— Begin PROVIDED MATERIAL —
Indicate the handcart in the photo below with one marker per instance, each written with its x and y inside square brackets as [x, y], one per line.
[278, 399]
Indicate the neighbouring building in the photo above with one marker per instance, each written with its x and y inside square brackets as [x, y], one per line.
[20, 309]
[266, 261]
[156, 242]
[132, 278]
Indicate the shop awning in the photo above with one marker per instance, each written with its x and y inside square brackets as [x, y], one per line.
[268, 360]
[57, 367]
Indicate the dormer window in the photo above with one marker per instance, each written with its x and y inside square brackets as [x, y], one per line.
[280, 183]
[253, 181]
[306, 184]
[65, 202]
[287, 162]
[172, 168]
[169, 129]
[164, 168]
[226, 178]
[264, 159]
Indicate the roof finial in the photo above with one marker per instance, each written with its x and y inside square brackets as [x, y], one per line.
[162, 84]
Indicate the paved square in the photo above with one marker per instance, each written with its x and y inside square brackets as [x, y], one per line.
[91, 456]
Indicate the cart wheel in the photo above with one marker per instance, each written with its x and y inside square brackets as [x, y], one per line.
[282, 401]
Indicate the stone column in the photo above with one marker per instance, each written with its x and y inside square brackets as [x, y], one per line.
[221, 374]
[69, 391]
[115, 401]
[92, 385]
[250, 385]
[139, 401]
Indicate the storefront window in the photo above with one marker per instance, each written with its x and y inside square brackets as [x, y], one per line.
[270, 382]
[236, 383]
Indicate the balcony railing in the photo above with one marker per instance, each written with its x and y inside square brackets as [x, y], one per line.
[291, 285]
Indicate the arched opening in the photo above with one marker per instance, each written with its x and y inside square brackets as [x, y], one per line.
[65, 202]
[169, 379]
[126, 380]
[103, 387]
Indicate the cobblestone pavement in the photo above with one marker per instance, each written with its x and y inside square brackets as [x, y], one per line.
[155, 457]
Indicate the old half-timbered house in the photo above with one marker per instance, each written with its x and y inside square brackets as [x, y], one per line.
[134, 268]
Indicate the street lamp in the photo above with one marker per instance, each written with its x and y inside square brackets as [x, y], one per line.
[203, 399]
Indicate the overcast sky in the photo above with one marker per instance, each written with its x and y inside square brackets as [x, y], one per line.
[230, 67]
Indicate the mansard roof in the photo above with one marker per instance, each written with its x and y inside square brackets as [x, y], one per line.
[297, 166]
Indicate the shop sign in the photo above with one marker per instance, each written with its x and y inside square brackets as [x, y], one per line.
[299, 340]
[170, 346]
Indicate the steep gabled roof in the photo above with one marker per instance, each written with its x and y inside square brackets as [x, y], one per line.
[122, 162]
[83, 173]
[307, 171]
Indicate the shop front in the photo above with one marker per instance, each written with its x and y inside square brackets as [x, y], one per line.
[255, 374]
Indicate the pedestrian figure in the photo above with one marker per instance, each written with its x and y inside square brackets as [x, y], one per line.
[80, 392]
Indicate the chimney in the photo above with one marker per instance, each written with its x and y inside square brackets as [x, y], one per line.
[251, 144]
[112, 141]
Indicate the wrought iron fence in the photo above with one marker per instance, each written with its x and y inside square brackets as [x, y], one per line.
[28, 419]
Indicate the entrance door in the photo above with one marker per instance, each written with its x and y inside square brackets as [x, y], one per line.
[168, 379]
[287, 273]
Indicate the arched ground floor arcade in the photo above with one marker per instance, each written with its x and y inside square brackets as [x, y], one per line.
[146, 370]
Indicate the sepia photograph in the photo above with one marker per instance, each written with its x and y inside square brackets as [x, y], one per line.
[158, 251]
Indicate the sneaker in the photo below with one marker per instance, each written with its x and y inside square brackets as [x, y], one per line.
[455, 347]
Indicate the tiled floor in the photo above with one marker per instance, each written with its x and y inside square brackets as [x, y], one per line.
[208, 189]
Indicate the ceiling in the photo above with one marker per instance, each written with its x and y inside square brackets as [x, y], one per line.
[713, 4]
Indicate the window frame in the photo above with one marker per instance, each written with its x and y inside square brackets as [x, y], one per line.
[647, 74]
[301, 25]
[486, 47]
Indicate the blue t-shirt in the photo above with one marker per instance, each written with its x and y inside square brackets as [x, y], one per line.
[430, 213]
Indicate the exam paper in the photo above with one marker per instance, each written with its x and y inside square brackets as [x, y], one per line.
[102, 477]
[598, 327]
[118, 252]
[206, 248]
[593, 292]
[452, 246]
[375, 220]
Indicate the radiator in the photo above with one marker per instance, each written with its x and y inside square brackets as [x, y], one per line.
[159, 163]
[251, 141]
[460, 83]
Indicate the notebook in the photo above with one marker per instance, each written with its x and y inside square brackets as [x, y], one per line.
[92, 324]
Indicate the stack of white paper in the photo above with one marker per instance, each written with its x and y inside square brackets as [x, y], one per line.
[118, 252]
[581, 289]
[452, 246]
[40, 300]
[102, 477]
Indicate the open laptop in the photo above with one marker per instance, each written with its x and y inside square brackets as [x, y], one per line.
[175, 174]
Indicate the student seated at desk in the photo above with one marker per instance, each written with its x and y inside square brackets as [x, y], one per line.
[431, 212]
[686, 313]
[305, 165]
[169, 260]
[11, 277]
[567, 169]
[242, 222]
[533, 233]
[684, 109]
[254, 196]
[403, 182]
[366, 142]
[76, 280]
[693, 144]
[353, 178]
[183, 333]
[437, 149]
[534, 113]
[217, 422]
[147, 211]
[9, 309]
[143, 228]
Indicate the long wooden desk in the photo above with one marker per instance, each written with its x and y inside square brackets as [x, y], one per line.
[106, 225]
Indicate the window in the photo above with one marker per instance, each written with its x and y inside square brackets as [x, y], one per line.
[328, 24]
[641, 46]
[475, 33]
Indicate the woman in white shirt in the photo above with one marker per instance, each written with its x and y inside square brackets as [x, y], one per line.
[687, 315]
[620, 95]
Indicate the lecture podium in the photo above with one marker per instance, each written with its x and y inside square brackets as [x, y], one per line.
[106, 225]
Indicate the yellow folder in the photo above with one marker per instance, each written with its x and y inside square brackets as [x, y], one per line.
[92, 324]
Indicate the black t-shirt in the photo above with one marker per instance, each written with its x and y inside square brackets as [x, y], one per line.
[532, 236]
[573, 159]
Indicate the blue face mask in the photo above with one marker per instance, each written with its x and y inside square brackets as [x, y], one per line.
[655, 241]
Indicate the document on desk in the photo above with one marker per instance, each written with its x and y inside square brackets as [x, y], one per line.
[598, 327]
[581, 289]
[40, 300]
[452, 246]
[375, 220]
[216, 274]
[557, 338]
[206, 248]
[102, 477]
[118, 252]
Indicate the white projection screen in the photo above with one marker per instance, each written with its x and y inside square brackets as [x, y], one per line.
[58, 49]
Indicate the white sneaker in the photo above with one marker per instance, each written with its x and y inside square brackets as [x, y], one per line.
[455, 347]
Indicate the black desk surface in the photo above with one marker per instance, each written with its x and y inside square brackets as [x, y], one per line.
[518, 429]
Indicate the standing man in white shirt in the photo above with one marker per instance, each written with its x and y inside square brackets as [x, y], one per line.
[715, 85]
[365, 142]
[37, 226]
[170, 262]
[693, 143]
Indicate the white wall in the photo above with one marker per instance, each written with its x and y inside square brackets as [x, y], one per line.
— End PROVIDED MATERIAL —
* [THE PROBLEM] All of the entries above must be quoted exactly.

* [TASK OUTPUT]
Indicate the handcart in the photo below with one marker per instance, each written with its x and y inside square brackets as [x, y], one per line.
[278, 399]
Indicate the neighbouring building in the photo above with one marker per instance, each written with its x and y inside square brackets as [x, y], one per line.
[20, 309]
[266, 261]
[156, 242]
[132, 278]
Indicate the shop awning in the photo above with one marker per instance, each written with its x and y inside square brackets as [x, y], one per line.
[268, 360]
[57, 367]
Indicate the dormer window in the photo above with one marker per instance, each written with its x and y inside square brackets as [x, y], one per line.
[280, 183]
[253, 181]
[306, 184]
[65, 202]
[287, 162]
[172, 168]
[169, 129]
[164, 168]
[226, 178]
[264, 159]
Indicate the roof finial in the photo above with one marker per instance, each written with its x and y inside square brackets as [x, y], one per line.
[162, 84]
Indicate the paved square in the photo above with one marker per instance, each written with its x and y inside square brackets as [x, y], one per line.
[91, 456]
Indicate the cart wheel in the photo above with one marker per instance, each written with its x and y inside square brackets as [x, y], one per line.
[282, 401]
Indicate the stone column in the photo above with one marker per instance, each written with its x and y inside square brackets as [x, y], one per line.
[221, 374]
[69, 391]
[115, 401]
[92, 385]
[250, 385]
[139, 401]
Indicate the storefront window in the photo above with one marker per instance, each written with its x and y inside square brackets as [x, y], one per line.
[270, 382]
[236, 383]
Indicate the balcony railing in the photo above with one marker per instance, each written with its x and y inside square brackets as [x, y], one per line.
[291, 285]
Indicate the arched opening in the photo above with one marker per instance, each written with its x and y inside square brackets as [x, y], one per line.
[65, 202]
[169, 379]
[126, 380]
[103, 387]
Indicate the cobblestone pavement in the photo above with one marker per instance, each written with its x and y inside square brackets as [x, y], one per line.
[155, 457]
Indicate the old half-timbered house in the photo above with one marker per instance, each written with its x and y inside square brackets as [x, y], one per line.
[134, 268]
Indicate the street lamp in the photo above with one marker per instance, each written with its x and y inside square brackets as [x, y], one per line.
[203, 399]
Indicate the overcast sky in the photo above with one marker per instance, each written with its x and y inside square brackets as [x, y], one per line.
[230, 67]
Indicate the mansard roof in the photo above with one marker per instance, each written with its x and y inside square brackets as [x, y], one per line.
[297, 166]
Indicate the shop sign in the photo above with one marker per instance, each written with its x and y inside square brackets as [x, y], one per line.
[299, 340]
[170, 346]
Indicate the steep gabled roof in the photo above with one marker per instance, each written with its x and y inside square brackets as [x, y], one per line.
[122, 162]
[83, 173]
[307, 171]
Indicate the shop front in the photo above with one marker per instance, each written with its x and y inside square brackets as [x, y], one per line.
[255, 374]
Indicate the pedestrian figure in the photo above with one marker per instance, each written with its x and y inside square brackets as [x, y], one per line.
[80, 392]
Indicate the chimney in the photo above with one marker per instance, each written with its x and y inside square brackets as [x, y], one per line.
[251, 144]
[112, 141]
Indicate the wrought iron fence in the photo above with one marker per instance, each written with its x and y inside square brackets as [x, y], one per line.
[28, 419]
Indicate the entrance door in the photo above with one marker per instance, each written with its x and y inside square brackets as [x, y], one per line.
[168, 379]
[287, 273]
Indicate the arched ground floor arcade in the photo above with one marker per instance, each written with its x and y inside square brackets as [x, y], one per line.
[146, 370]
Indicate the sepia photograph in the photo above with one marker per instance, each written with its x and y inside square brackets as [x, y], one per line.
[158, 251]
Indicate the sneaker in the photo below with one marker per instance, each written with its x and y inside square brackets as [x, y], one per line.
[455, 347]
Indicate the tiled floor in the photo above with one marker per instance, each written with its x and y inside square brackets as [x, y], one per line.
[208, 189]
Indicate the ceiling in the photo above with one marker per instance, each written with its x and y inside square brackets as [x, y], one per line.
[713, 4]
Indicate the window frame in the photo above with one marker per instance, each written with its x and y inside square brackets as [x, y], one per line.
[647, 74]
[301, 25]
[486, 47]
Indicate the blue t-shirt in the photo above with one marker per instance, each written with its x and y inside square brackets as [x, y], one per line.
[430, 213]
Indicate the exam paper in the photo above with one marker per instance, each written with its x and y inside square brackets as [x, y], one per line.
[102, 477]
[598, 327]
[118, 252]
[206, 248]
[593, 292]
[452, 246]
[375, 220]
Indicate the radiator in the photo above with one marker per instance, each written with its x and y inside square brackets as [x, y], one per line.
[159, 163]
[251, 141]
[460, 83]
Indicate the notebook in the photo above with one marker per instance, each written with its x and y inside square brackets as [x, y], one per line.
[92, 324]
Indicate the stack of white paper in the photo above with one marker per instance, each written with its x and y inside square brackets as [x, y], one per line.
[118, 252]
[581, 289]
[452, 246]
[40, 300]
[102, 477]
Indicate the open laptop in the photo above with one marker per instance, each written with its x and y inside square brackets as [x, y], one per line.
[175, 174]
Indicate the student seated at desk in the photo above with one marker per instance, each written with its x and y inside square brackets as [x, y], one per line.
[431, 212]
[686, 313]
[305, 165]
[169, 260]
[11, 277]
[567, 169]
[242, 222]
[533, 233]
[684, 109]
[254, 196]
[403, 182]
[366, 142]
[76, 280]
[693, 144]
[353, 178]
[183, 333]
[437, 149]
[534, 113]
[217, 422]
[147, 211]
[9, 309]
[143, 228]
Indicate the long wooden desk in the photo above with one marker per instance, each written with its x and y inside square brackets as [x, y], one per line.
[106, 225]
Indicate the window in the photo above with one marker per instance, each written with its x and y inside square brackets as [x, y], one per line.
[328, 24]
[641, 46]
[475, 33]
Indicate the woman in white shirt in the photo above with one marker per instance, each written with its x and y inside square brackets as [x, y], one per line.
[687, 315]
[620, 95]
Indicate the lecture podium in the photo above with one marker per instance, each written with its x and y inside square brackets as [x, y], one per line.
[106, 225]
Indicate the yellow folder in the photo above with one marker per instance, each written with its x and y inside square brackets as [x, y], one per line.
[92, 324]
Indicate the black t-shirt in the photo above with one marker per instance, each written with its x and y inside square brackets as [x, y], one per line.
[532, 236]
[573, 159]
Indicate the blue face mask in the photo above with one marker per instance, each written with its x and y inside square brackets as [x, y], one per line.
[655, 241]
Indicate the document on desk in the photo above with one marker per instance, each written with its x and y inside square brackets as [x, y], one per line.
[598, 327]
[581, 289]
[40, 300]
[452, 246]
[375, 220]
[216, 274]
[557, 338]
[206, 248]
[102, 477]
[118, 252]
Indicate the white projection screen in the photo above with one marker per instance, each written with its x and y inside square brackets as [x, y], one per line.
[58, 49]
Indicate the white sneaker in the photo above with one marker per instance, each written with its x and y inside square brackets as [x, y], one per line.
[455, 347]
Indicate the black desk surface in the photo above with one marker per instance, each written with its x and y inside square brackets as [x, y], one per line.
[518, 429]
Indicate the standing man in white shirt in the photo above with one marker per instance, each written with its x and y inside square brackets as [x, y], one per line.
[715, 85]
[365, 142]
[37, 226]
[170, 262]
[693, 143]
Indicate the white wall in the photo above with one marker per instance, each written with its x and y inside square brackets as [x, y], one per line.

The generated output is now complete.